**Dataset**
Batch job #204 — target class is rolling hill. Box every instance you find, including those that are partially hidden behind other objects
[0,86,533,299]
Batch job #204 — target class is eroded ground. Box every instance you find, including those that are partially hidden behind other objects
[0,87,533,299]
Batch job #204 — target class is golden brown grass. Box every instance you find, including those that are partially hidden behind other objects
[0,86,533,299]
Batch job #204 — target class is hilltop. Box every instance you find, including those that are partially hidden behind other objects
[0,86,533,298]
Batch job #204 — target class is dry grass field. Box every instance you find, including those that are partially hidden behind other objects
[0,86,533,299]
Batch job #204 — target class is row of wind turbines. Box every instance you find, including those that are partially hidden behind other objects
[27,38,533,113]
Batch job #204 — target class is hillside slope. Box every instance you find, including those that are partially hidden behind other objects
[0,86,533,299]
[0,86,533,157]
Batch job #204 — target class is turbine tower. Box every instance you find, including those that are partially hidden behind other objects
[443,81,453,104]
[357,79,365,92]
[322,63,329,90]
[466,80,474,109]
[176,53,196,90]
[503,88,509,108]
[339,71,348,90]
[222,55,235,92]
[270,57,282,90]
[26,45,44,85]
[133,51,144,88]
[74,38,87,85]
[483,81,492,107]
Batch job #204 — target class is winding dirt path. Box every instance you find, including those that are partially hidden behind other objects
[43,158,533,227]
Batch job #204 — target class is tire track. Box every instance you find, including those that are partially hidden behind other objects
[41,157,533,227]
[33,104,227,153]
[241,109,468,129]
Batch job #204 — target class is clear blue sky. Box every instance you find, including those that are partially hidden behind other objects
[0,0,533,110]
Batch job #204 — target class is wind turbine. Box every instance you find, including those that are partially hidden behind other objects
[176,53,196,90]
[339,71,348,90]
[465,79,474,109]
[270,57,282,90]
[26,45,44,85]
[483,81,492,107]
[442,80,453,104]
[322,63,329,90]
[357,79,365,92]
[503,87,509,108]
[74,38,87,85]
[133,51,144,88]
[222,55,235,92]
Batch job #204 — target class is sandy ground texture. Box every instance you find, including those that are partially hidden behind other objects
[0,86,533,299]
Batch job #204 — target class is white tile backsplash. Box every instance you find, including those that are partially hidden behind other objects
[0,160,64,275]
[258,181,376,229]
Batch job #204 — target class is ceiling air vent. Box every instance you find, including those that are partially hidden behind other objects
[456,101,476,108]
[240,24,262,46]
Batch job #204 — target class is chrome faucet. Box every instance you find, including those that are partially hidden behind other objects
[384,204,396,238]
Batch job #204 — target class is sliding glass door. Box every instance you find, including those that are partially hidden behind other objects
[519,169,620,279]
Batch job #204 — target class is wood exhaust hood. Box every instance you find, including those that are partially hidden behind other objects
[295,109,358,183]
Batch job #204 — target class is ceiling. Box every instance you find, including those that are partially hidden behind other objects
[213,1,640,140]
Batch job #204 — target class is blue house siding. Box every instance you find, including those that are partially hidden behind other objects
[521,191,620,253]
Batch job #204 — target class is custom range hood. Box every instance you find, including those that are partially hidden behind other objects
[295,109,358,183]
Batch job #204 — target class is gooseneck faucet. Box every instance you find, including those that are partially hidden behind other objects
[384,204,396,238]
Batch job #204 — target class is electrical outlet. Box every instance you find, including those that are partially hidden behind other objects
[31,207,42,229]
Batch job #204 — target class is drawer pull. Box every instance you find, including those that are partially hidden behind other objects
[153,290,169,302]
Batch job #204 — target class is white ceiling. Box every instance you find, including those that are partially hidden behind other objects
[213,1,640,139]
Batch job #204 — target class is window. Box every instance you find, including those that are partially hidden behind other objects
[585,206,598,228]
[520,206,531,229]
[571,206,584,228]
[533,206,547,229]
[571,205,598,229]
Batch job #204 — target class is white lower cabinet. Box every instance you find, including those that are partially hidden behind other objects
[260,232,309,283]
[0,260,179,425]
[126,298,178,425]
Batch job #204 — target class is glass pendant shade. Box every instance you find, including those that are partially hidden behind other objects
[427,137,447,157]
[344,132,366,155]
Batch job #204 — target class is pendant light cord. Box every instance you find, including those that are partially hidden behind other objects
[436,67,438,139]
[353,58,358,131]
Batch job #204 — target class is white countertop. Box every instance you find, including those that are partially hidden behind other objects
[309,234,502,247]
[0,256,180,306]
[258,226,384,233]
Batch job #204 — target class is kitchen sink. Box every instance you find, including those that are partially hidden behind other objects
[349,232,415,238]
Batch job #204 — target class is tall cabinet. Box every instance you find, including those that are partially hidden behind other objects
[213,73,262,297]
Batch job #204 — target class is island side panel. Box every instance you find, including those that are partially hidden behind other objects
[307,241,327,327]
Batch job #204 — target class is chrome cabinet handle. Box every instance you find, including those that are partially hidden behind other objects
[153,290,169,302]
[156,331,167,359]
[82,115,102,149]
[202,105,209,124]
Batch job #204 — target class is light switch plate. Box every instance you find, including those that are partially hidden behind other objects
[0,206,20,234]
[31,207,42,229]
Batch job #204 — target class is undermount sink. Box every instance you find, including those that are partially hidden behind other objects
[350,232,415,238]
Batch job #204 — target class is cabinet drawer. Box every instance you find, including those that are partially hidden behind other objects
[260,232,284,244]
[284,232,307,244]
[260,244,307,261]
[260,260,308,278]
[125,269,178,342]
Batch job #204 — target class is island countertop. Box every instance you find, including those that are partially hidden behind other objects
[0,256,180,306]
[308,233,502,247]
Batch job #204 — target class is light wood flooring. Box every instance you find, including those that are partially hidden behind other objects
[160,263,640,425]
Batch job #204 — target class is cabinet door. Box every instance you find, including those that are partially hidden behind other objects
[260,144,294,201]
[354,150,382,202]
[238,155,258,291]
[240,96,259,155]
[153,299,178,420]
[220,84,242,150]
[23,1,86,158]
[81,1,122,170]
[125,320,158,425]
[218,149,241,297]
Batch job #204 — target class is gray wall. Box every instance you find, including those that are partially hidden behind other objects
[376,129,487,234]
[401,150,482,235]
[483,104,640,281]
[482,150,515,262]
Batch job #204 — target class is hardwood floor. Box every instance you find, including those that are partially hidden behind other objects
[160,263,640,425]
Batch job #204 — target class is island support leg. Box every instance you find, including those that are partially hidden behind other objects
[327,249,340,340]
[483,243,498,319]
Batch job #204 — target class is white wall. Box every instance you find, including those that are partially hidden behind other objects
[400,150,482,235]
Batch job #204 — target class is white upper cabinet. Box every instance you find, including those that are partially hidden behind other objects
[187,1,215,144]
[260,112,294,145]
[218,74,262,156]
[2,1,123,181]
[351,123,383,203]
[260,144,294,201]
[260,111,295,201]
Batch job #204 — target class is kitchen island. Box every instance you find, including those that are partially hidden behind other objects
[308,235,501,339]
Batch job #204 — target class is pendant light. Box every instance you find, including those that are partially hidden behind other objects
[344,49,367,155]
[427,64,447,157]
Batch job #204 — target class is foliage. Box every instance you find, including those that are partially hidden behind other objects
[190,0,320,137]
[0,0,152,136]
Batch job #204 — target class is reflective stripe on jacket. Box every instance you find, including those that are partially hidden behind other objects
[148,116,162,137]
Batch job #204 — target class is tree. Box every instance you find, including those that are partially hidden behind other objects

**Task details**
Select every line in the records that contains the word "sink" and copy each one.

**Output below**
Batch job #204 — target class is kitchen sink. Box every instance you find, including those that are partially hidden behind other objects
Batch job #204 — target class is undermount sink. Box every instance you find, including those that are partially hidden behind other objects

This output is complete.